***** Information shown

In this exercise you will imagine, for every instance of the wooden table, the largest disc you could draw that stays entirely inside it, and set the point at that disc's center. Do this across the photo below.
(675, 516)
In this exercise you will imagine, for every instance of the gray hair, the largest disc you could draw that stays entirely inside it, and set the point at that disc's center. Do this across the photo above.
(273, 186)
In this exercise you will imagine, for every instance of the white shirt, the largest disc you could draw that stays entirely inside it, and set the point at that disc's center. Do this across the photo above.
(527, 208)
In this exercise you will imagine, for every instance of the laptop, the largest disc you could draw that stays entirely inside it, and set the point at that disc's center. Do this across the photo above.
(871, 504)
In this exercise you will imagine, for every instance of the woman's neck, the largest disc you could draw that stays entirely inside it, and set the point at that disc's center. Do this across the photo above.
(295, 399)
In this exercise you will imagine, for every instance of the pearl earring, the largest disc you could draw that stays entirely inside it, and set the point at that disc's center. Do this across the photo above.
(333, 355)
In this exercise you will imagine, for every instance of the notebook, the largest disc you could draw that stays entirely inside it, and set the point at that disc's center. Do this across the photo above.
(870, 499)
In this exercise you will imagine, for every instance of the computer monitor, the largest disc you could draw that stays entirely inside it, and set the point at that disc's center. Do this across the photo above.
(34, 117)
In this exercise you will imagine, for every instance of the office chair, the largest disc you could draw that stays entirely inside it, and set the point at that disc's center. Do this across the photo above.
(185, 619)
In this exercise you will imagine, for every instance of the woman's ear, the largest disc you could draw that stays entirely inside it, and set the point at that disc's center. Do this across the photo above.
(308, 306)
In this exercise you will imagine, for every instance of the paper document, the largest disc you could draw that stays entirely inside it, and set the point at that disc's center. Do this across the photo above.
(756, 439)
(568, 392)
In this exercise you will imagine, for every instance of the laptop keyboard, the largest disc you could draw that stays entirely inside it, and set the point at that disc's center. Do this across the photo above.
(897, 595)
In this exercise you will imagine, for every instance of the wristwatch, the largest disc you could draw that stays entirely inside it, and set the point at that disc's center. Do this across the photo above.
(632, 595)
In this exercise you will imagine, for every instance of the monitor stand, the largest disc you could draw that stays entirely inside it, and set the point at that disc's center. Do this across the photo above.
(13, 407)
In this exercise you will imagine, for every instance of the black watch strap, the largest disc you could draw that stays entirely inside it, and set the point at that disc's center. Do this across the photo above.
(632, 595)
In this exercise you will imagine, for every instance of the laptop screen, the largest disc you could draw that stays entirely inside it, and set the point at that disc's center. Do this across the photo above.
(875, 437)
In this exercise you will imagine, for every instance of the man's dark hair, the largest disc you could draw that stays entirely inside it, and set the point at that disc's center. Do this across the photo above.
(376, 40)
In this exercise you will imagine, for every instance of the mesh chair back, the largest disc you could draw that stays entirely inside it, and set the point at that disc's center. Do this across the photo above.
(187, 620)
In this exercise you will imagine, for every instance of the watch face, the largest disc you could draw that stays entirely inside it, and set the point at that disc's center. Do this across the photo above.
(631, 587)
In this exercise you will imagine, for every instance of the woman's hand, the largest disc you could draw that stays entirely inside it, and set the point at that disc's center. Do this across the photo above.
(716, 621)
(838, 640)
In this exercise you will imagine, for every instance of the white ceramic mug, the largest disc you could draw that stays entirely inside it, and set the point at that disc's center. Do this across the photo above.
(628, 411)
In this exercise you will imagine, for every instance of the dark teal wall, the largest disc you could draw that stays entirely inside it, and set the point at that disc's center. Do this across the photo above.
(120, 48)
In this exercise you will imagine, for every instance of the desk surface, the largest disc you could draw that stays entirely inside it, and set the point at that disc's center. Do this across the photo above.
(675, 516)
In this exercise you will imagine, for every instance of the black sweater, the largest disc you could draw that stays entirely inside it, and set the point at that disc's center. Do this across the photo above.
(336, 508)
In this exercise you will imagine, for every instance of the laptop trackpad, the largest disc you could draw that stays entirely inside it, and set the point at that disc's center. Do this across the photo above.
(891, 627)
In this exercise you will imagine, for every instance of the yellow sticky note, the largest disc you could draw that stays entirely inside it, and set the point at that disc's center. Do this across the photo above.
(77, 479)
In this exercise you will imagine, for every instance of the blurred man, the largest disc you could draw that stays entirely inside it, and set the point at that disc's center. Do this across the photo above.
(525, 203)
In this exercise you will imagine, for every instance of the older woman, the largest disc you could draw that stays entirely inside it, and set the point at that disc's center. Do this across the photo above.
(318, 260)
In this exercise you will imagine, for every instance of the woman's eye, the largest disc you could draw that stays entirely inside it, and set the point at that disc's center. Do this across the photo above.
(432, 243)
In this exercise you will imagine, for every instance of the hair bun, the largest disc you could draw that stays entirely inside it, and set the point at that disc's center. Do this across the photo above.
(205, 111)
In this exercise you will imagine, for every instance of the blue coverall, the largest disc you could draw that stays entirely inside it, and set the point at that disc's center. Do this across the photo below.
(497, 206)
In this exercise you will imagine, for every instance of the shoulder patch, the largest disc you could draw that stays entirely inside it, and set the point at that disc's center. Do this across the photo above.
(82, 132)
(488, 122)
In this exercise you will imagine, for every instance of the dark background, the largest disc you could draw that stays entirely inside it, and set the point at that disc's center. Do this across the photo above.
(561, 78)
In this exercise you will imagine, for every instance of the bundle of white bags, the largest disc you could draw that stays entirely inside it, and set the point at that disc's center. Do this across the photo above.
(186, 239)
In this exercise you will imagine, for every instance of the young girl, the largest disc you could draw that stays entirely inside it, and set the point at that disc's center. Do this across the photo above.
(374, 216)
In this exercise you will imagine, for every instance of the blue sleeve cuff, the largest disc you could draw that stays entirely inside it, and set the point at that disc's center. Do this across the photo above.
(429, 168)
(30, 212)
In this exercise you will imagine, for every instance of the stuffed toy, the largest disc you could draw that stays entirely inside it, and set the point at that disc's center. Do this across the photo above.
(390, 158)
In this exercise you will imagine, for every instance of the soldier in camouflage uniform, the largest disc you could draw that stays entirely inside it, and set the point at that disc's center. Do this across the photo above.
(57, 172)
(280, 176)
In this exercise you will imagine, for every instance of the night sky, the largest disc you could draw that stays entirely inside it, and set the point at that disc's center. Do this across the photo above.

**********

To do: Starting at the line of the entries above that contains "of the stuffed" and ending with the last line of the entries, lay out those lines as a numbered list, omitting any blank lines.

Answer to this exercise:
1. In this exercise you will imagine, for every instance of the stuffed toy, the largest disc you could draw that stays entirely inside it, and set the point at that disc's center. Do this across the photo above.
2. (390, 158)
3. In this exercise you will imagine, for every instance of the soldier in camouflage uniform, the largest disc you could draw that stays entirely inside it, and set the point at that disc's center. Do this across the photo above.
4. (57, 172)
5. (280, 176)
6. In this exercise you will imagine, for every instance of the night sky, the largest disc you could draw that stays entirely inside it, and set the point at that disc's center. Do this across the photo above.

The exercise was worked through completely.